[任务说明 a] 列出下方列表中含有单词"small"的全部行，区分大小写。

[文档片段]
◇ ◇ ◇ ◇
POJ 1840 Eqs hash

题意：解方程组a1x1³+ a2x2³+ a3x3³+ a4x4³+ a5x5³=0 ,x属于[50,50]且x!=0输入a1,a2,a3,a4,a5，输出一共有多少种满足方程的解。
题解：左右分开，hash

#include <iostream>
using namespace std;

#define prime 14999  
int cube[105], hash[prime][100], a[6];

void get_cube()
{
	int t = -1;
	for( int i = -50; i <= 50; i++ )
	{
		if ( i == 0 ) continue;
		cube[++t] = i*i*i;
	}
}

void get_hash()
{
	int sum, temp, i, j, k;
	for ( i = 0; i < 100; ++i )
	{
		for ( j = 0; j < 100; ++j )
		{
			k = 0;
			sum = -(cube[i]*a[1] + cube[j]*a[2]);
			temp = sum % prime;
			if ( temp < 0 ) temp += prime;
			while ( hash[temp][k] != -1 ) ++k;
			hash[temp][k] = sum;
		}
	}
}

int eqs ()
{
	int i, j, k, h;
	int sum, temp, ans = 0;
	for ( i = 0; i < 100; ++i )
		for ( j = 0; j < 100; ++j )
			for ( k = 0; k < 100; ++k )
			{
				sum = cube[i]*a[3] + cube[j]*a[4] + cube[k]*a[5];
				temp = sum % prime;
				if ( temp < 0 ) temp += prime;
				h = 0;
				while ( hash[temp][h] != -1 )
				{
					if ( hash[temp][h] == sum )
						++ans;
					++h;
				}
			}
	return ans;
}

int main()
{
	memset(cube,0,sizeof(cube));
	memset(hash,-1,sizeof(hash));
	for ( int i = 1; i <= 5; ++i )
		scanf("%d",a+i);
	get_cube();
	get_hash();
	printf("%d\n",eqs());
	return 0;
}
◇ ◇ ◇ ◇
[可用列表]

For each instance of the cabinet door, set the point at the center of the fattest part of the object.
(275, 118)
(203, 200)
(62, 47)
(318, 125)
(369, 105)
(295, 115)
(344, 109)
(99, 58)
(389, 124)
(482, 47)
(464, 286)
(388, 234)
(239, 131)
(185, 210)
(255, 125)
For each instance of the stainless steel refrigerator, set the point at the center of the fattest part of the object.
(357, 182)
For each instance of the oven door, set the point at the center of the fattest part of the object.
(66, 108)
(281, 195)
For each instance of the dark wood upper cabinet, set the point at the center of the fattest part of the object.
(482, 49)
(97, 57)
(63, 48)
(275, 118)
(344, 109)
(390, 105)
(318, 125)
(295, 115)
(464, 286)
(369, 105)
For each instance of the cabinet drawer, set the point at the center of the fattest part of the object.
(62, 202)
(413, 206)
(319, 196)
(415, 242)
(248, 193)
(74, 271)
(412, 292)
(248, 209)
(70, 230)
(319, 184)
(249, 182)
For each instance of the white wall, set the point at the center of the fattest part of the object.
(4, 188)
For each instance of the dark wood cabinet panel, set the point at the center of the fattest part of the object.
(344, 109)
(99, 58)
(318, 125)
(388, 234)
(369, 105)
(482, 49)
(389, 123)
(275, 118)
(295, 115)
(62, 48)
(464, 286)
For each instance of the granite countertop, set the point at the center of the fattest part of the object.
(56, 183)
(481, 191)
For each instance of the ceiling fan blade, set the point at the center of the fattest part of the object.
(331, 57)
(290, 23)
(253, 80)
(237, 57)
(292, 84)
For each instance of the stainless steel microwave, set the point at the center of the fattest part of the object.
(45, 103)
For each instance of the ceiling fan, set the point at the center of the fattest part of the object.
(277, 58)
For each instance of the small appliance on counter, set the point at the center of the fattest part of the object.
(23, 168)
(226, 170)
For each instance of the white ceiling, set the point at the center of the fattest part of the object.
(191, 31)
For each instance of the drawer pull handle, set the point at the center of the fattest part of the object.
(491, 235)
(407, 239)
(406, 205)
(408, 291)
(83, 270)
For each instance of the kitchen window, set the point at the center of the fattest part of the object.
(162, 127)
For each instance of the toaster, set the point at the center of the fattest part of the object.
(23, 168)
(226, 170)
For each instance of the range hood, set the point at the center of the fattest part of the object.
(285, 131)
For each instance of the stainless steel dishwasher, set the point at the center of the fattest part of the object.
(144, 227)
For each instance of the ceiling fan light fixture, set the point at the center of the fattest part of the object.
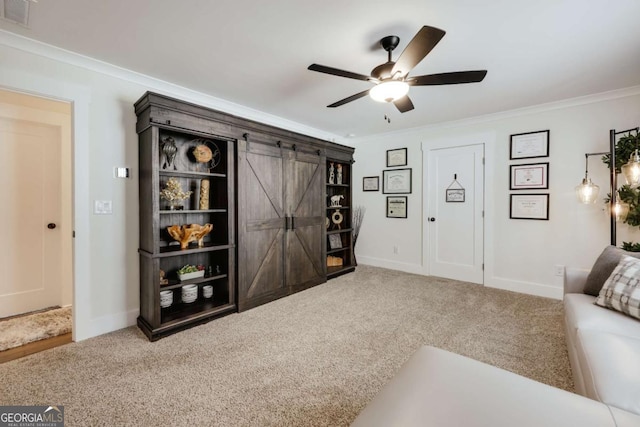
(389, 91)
◇ ◇ ◇ ◇
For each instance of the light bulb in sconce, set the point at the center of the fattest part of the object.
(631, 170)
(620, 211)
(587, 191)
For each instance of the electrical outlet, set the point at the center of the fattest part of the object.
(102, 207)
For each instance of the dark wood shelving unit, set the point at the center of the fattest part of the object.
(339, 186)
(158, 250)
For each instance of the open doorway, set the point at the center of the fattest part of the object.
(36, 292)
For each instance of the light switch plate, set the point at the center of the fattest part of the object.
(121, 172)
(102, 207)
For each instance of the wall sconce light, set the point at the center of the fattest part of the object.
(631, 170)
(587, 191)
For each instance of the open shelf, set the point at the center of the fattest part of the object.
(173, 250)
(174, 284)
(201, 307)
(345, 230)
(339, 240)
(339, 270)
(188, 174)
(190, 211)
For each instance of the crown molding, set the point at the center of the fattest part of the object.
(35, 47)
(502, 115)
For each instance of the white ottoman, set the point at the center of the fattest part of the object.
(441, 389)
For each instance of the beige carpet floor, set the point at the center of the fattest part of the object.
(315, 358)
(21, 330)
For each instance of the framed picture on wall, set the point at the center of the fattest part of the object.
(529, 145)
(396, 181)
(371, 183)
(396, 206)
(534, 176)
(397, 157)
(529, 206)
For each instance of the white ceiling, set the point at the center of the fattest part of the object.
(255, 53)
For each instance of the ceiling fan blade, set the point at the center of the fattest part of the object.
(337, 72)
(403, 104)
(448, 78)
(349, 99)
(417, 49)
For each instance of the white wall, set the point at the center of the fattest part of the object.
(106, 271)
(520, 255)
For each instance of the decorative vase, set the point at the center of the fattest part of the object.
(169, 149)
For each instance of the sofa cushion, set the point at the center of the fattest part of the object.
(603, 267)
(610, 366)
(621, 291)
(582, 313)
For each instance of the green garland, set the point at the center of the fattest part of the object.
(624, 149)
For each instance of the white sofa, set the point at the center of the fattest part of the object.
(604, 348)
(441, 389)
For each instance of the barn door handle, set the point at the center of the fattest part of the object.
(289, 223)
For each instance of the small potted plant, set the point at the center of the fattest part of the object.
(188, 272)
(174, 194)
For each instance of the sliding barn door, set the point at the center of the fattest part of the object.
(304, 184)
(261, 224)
◇ ◇ ◇ ◇
[任务说明 b] 上文 POJ 1840 题解代码中定义了哪些函数？请列出全部函数名。

[任务答案 a]
For each instance of the small appliance on counter, set the point at the center of the fattest part of the object.
For each instance of the small potted plant, set the point at the center of the fattest part of the object.

[任务答案 b] get_cube、get_hash、eqs、main